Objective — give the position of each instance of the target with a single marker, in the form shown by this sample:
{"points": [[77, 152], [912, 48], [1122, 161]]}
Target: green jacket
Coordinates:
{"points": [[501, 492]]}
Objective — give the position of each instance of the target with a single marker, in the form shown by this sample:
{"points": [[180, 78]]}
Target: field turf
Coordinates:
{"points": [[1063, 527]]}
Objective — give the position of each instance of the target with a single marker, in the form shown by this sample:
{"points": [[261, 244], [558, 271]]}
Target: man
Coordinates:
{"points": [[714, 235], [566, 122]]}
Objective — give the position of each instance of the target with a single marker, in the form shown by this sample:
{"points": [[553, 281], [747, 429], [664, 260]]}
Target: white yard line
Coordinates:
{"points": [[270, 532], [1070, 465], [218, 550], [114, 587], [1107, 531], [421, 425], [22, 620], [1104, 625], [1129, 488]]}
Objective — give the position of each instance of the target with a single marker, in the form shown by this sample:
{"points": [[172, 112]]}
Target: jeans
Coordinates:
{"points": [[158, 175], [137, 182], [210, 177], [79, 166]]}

EXERCISE OBJECTIVE
Rewrite all lines of the items above as a single numbered list, omitting any blank lines.

ANSWER TO THIS PROBLEM
1. Objective — give the position of each instance of the target with a single marker, in the form shown by this sample:
2. {"points": [[77, 152], [912, 48], [1122, 161]]}
3. Target: green jacket
4. Coordinates:
5. {"points": [[501, 492]]}
6. Objective — give the position of each instance of the target with a single marker, in the form shown by this sample:
7. {"points": [[180, 78]]}
8. Target: field turf
9. Coordinates:
10. {"points": [[1063, 527]]}
11. Objective — give the position of each instance of the target with a single marker, in the form shown by this sample:
12. {"points": [[261, 244], [558, 271]]}
13. Target: man
14. Coordinates:
15. {"points": [[714, 235], [566, 122]]}
16. Objective — give the position of each instance of the target with a single marker, in the form shown by this sample:
17. {"points": [[553, 281], [747, 429], [664, 260]]}
18. Target: white yard line
19. Coordinates:
20. {"points": [[270, 532], [1070, 465], [218, 550], [114, 587], [1107, 531], [421, 425], [22, 620], [1104, 625], [1129, 488]]}
21. Objective — give the position of each instance of the target with a single marker, in the form shown by this sample:
22. {"points": [[172, 112]]}
23. Target: jeans
24. Coordinates:
25. {"points": [[158, 175], [137, 182], [210, 177], [79, 166]]}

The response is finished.